[Excerpt Boundary: Start]

Government staff in Washington state have eradicated their third nest of Asian giant hornets, also known as “murder hornets,” of 2021.
The state’s Department of Agriculture confirmed the nest was destroyed Thursday morning east of Blaine in Whatcom County, just across the border crossing in B.C.
It’s the same area staff destroyed the two other nests, said Karla Salp, public engagement specialist for the department.
“The nests that we’ve eradicated this year have all been relatively close to the nest we eradicated late last year, so they could all be from that nest,” she told Global News.
“As you know, it was late in the year and there were a lot of queens in that nest, but also we suspected some may have had already left the nest.”
There has still been no confirmed sign of the hornets in B.C. this year.
The invasive insect is normally found in China, Japan, Thailand, South Korea, Vietnam and other countries in Asia. Washington state and B.C. are the only places they’ve been found on the continent.
Salp said the department is working on DNA tests to determine whether the latest nest contained hornets from the nest destroyed in 2020.
The species is of particular concern because of its penchant for attacking honey bee hives. At two inches in length, or five centimetres, a small group of them can destroy a bee hive in just a few hours.
So far, however, Salp said the resident population hasn’t caused any problems.
“We had attacks reported in 2019, but we didn’t have any in 2020 and we haven’t had any so far this year.”
According to state agriculture officials, the biggest challenge in catching the insects is the lack of effective traps.
The bottle trap, filled with an orange juice and rice wine mixture, doesn’t always do the trick, Salp said, so staff rely heavily on public reporting.
The insects were first spotted in North America in 2019 near Nanaimo, B.C. That fall, the first known Asian giant hornet nest in Canada was wiped out.
Anyone who spots one of these hornets in B.C. is urged to report it to the Invasive Species Council at 1-888-933-3722 or on their website.

[Excerpt Boundary: End]
[The data Boundary: Start]

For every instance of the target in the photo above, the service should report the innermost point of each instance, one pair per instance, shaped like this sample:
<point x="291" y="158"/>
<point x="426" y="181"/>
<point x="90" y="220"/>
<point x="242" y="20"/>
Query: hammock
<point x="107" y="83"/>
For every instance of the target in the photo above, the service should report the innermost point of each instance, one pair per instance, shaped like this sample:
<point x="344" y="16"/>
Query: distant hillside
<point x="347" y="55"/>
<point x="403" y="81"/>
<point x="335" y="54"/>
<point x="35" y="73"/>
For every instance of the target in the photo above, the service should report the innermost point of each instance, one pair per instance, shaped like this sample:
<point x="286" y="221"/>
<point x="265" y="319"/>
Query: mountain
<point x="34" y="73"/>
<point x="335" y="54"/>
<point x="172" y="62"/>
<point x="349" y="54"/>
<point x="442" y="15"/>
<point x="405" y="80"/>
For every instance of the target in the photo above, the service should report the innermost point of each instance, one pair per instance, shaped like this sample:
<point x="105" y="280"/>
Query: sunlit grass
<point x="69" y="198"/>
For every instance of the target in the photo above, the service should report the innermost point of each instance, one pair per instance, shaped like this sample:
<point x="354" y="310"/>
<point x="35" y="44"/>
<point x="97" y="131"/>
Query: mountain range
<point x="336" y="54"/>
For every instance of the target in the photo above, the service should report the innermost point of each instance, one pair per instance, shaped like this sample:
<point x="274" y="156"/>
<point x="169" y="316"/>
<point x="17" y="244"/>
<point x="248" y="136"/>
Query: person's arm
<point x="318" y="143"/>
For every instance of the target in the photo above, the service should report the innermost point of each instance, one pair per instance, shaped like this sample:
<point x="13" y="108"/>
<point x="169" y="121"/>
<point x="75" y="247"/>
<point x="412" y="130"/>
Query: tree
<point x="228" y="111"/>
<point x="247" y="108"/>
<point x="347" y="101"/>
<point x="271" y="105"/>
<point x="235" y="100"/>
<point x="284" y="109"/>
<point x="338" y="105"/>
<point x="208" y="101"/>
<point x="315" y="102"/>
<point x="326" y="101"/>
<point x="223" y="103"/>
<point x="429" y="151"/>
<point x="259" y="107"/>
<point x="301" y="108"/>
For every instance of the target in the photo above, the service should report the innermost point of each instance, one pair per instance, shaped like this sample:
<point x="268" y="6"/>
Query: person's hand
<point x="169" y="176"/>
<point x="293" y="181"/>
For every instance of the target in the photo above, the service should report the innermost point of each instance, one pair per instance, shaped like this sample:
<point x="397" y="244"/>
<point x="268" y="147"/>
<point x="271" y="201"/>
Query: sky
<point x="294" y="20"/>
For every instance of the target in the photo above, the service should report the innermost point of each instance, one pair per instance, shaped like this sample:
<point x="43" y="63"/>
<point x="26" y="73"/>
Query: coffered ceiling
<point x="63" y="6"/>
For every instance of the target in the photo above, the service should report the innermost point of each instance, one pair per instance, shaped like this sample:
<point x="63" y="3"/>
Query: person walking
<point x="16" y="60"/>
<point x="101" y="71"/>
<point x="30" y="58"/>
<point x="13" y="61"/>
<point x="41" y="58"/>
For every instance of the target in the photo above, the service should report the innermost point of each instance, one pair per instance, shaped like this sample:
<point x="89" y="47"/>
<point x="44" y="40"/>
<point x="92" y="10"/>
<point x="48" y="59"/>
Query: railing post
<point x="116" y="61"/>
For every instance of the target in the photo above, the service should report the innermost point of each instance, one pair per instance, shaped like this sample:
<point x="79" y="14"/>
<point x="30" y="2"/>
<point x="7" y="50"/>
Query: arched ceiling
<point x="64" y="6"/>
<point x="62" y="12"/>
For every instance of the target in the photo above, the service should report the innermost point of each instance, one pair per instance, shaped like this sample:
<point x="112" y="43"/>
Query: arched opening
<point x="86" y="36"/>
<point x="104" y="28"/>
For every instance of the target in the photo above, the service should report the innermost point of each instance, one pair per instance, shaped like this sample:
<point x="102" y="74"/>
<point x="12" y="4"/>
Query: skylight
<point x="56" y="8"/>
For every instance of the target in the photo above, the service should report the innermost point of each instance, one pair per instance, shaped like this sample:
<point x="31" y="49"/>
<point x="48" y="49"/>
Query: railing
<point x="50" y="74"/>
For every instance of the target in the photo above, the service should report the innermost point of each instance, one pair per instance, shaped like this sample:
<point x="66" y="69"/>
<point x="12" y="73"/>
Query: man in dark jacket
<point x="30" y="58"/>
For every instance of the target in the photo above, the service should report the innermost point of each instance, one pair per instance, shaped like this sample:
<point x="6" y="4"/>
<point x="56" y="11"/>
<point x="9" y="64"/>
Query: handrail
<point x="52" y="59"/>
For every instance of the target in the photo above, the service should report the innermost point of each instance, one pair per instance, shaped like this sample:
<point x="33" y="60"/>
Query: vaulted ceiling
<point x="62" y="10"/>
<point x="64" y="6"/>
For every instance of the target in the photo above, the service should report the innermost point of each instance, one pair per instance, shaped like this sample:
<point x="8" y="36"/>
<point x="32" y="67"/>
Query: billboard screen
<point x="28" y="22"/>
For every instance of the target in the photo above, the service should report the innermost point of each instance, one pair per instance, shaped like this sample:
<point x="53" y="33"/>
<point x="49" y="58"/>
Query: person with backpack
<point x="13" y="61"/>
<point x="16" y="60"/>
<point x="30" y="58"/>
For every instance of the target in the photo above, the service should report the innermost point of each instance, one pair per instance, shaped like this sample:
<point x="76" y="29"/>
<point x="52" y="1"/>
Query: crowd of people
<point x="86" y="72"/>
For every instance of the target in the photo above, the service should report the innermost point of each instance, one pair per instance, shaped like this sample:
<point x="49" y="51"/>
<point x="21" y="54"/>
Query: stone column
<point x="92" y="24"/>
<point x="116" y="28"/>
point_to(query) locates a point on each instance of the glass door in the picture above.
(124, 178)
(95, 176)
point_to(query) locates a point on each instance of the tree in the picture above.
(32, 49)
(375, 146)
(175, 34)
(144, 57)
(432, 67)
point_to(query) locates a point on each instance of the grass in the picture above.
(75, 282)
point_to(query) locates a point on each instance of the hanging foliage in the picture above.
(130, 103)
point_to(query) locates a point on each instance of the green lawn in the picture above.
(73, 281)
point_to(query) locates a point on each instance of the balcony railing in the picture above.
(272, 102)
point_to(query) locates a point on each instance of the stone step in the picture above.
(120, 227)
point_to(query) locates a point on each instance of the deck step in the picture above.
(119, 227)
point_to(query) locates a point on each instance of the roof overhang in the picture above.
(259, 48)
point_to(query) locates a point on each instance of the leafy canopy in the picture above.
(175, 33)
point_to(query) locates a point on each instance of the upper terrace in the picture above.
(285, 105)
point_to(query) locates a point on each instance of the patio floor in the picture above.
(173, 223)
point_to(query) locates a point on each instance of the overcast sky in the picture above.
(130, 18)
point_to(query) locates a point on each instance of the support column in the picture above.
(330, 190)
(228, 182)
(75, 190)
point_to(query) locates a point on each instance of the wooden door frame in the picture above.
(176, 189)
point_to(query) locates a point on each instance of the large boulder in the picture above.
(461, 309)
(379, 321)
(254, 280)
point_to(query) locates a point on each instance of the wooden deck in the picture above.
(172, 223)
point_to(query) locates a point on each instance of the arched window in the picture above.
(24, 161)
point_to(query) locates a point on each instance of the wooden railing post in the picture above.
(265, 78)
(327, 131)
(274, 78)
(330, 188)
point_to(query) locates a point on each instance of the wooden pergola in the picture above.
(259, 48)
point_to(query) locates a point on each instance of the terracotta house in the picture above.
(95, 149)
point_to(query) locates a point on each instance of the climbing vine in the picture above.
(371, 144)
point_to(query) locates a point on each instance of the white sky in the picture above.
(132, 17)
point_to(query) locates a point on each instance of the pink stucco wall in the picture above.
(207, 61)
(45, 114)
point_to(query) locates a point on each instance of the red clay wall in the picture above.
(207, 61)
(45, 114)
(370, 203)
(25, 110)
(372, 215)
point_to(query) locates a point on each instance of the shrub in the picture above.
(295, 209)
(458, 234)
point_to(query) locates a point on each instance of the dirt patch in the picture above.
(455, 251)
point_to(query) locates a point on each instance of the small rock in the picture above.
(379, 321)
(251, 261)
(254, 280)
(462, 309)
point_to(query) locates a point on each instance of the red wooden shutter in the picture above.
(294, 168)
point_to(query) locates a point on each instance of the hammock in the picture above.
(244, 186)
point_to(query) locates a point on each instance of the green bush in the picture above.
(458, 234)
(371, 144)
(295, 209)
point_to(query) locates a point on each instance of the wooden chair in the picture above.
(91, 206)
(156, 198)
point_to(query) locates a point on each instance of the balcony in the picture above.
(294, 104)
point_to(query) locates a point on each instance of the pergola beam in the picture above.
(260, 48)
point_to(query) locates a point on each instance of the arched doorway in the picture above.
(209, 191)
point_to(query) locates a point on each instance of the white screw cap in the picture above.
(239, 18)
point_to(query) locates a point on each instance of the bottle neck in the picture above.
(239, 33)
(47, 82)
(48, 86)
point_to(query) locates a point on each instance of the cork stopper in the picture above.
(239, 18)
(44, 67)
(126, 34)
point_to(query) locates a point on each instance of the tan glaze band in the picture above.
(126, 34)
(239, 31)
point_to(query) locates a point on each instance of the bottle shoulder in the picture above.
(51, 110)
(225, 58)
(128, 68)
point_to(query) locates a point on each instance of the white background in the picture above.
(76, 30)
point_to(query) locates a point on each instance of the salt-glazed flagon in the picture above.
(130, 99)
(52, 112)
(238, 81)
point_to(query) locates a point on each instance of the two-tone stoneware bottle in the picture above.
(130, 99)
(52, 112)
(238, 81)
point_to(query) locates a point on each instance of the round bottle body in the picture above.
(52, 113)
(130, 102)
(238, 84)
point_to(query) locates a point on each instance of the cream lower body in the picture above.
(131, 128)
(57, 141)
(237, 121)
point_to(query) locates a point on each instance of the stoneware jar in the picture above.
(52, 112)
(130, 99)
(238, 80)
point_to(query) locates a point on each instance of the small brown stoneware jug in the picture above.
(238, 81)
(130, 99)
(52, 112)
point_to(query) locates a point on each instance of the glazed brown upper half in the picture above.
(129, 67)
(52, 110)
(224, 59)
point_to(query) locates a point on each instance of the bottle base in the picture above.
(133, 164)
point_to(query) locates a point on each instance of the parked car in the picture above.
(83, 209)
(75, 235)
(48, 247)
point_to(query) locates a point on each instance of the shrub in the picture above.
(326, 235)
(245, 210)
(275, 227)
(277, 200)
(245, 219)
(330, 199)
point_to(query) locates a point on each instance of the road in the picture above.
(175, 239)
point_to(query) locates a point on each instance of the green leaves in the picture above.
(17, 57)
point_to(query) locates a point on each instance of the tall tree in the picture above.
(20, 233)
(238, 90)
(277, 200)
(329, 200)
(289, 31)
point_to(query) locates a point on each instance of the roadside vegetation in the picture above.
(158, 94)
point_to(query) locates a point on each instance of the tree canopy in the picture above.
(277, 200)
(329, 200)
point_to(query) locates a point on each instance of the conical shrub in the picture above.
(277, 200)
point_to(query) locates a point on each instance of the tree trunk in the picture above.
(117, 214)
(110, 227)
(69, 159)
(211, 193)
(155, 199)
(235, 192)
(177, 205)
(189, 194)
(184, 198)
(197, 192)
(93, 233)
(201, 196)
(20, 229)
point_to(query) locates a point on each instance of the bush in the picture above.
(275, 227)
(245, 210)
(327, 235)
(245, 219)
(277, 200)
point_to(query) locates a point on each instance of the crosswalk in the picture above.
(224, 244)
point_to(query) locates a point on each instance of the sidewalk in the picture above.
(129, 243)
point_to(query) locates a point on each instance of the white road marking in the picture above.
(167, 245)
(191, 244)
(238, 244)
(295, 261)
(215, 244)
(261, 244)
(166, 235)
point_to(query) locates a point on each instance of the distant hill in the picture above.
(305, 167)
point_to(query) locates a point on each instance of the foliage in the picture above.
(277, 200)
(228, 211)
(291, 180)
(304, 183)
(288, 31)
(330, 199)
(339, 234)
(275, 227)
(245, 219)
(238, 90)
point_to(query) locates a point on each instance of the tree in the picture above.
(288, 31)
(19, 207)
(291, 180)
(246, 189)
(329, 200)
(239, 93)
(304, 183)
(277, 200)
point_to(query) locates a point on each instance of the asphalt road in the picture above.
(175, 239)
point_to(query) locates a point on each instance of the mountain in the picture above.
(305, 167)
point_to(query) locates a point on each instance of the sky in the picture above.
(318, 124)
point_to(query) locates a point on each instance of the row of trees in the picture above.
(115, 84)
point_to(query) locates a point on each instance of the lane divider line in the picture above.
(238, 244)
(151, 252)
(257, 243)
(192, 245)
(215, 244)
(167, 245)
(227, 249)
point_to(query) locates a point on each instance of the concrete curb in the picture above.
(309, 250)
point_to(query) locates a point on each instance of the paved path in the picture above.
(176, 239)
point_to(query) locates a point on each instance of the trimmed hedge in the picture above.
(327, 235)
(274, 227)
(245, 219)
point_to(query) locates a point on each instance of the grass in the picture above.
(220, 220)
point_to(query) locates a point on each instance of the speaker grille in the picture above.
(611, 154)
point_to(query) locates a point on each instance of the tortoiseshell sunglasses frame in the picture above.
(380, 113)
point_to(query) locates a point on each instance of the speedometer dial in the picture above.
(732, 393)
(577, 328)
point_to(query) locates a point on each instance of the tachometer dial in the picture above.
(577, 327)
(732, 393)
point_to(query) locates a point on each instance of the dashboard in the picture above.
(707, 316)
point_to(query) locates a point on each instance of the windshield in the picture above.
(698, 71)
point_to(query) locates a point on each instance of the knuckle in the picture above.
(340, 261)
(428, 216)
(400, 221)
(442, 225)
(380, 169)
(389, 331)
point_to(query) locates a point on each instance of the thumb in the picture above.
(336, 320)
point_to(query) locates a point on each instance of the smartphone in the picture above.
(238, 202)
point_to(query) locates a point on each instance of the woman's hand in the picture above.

[The data Boundary: End]

Work request: According to the article on Asian giant hornets, what is the bottle trap filled with?

Reply: A mixture of orange juice and rice wine.